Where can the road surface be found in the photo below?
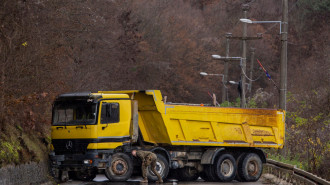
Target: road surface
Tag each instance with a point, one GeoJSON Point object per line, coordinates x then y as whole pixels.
{"type": "Point", "coordinates": [102, 180]}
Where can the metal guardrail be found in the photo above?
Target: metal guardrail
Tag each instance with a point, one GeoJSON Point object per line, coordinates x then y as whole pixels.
{"type": "Point", "coordinates": [291, 174]}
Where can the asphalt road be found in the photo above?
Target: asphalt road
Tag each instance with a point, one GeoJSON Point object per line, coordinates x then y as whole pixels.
{"type": "Point", "coordinates": [102, 180]}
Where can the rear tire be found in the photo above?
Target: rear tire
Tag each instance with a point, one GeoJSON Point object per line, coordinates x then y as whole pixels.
{"type": "Point", "coordinates": [239, 162]}
{"type": "Point", "coordinates": [225, 168]}
{"type": "Point", "coordinates": [209, 172]}
{"type": "Point", "coordinates": [85, 176]}
{"type": "Point", "coordinates": [161, 166]}
{"type": "Point", "coordinates": [121, 168]}
{"type": "Point", "coordinates": [250, 168]}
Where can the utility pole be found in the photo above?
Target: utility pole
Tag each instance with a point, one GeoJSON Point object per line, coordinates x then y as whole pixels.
{"type": "Point", "coordinates": [245, 8]}
{"type": "Point", "coordinates": [251, 68]}
{"type": "Point", "coordinates": [284, 55]}
{"type": "Point", "coordinates": [225, 76]}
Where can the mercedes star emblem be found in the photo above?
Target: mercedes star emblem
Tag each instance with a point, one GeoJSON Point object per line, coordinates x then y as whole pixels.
{"type": "Point", "coordinates": [68, 145]}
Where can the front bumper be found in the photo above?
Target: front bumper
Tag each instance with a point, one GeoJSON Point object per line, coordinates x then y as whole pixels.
{"type": "Point", "coordinates": [89, 160]}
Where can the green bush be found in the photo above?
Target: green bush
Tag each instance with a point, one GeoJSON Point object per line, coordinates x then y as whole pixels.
{"type": "Point", "coordinates": [9, 152]}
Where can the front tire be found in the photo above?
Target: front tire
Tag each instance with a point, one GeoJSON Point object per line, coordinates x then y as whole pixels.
{"type": "Point", "coordinates": [121, 168]}
{"type": "Point", "coordinates": [162, 168]}
{"type": "Point", "coordinates": [226, 168]}
{"type": "Point", "coordinates": [250, 168]}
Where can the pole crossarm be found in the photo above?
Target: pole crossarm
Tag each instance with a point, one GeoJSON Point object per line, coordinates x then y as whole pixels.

TRY IT
Copy out all the data exactly. No images belong in the copy.

RESPONSE AREA
Where can the road surface be found in the photo below?
Target: road surface
Tag each instance with a point, one GeoJSON Point object per line, coordinates x then y as whole pixels.
{"type": "Point", "coordinates": [102, 180]}
Where can the metal guardrail be found in the photo above?
Target: metal guardrail
Tag each instance with a point, one GeoJSON Point object per line, coordinates x then y as whole pixels.
{"type": "Point", "coordinates": [291, 174]}
Where can the asphalt road be found in the photo above?
Target: asphalt road
Tag each instance with a point, one GeoJSON Point object per line, coordinates x then y as whole pixels.
{"type": "Point", "coordinates": [102, 180]}
Where can the rear tire be found in the photo above?
Target: rear tire
Tag each instance with a point, one GeoJSON Point object per line, coordinates x then y as whole pixels.
{"type": "Point", "coordinates": [239, 162]}
{"type": "Point", "coordinates": [225, 168]}
{"type": "Point", "coordinates": [209, 172]}
{"type": "Point", "coordinates": [85, 176]}
{"type": "Point", "coordinates": [161, 166]}
{"type": "Point", "coordinates": [121, 168]}
{"type": "Point", "coordinates": [250, 168]}
Where can the utility pole be found in the photo above?
Target: utility pole
Tag each instance with a point, one GeoJSON Point object per line, coordinates x then y as whole pixels.
{"type": "Point", "coordinates": [245, 8]}
{"type": "Point", "coordinates": [251, 68]}
{"type": "Point", "coordinates": [284, 55]}
{"type": "Point", "coordinates": [225, 76]}
Where can the mercedes star emblem be found in the photo above?
Target: mercedes star emblem
Tag each instance with a point, one GeoJSON Point object per line, coordinates x then y as whole pixels.
{"type": "Point", "coordinates": [68, 145]}
Where can the front bumper be found in the photo above?
Target: front bumper
Tag each instance with a point, one GeoJSON Point object per line, coordinates x then y as whole pixels.
{"type": "Point", "coordinates": [89, 160]}
Where can the green bush be found in the photo above?
Target: green bush
Tag each instance with a point, one GeoJSON Point object per line, coordinates x then y as whole pixels.
{"type": "Point", "coordinates": [9, 152]}
Where can the front tire be found in the photo above?
Target: front tire
Tag each instance with a point, one GeoJSON Point object per line, coordinates x then y as whole pixels.
{"type": "Point", "coordinates": [121, 168]}
{"type": "Point", "coordinates": [162, 168]}
{"type": "Point", "coordinates": [226, 168]}
{"type": "Point", "coordinates": [250, 168]}
Where can the pole crossarm be found in the photo above?
Target: pole crossarm
Tag each instance with a point, one GeoJSON Point object per line, coordinates x then y as whole pixels.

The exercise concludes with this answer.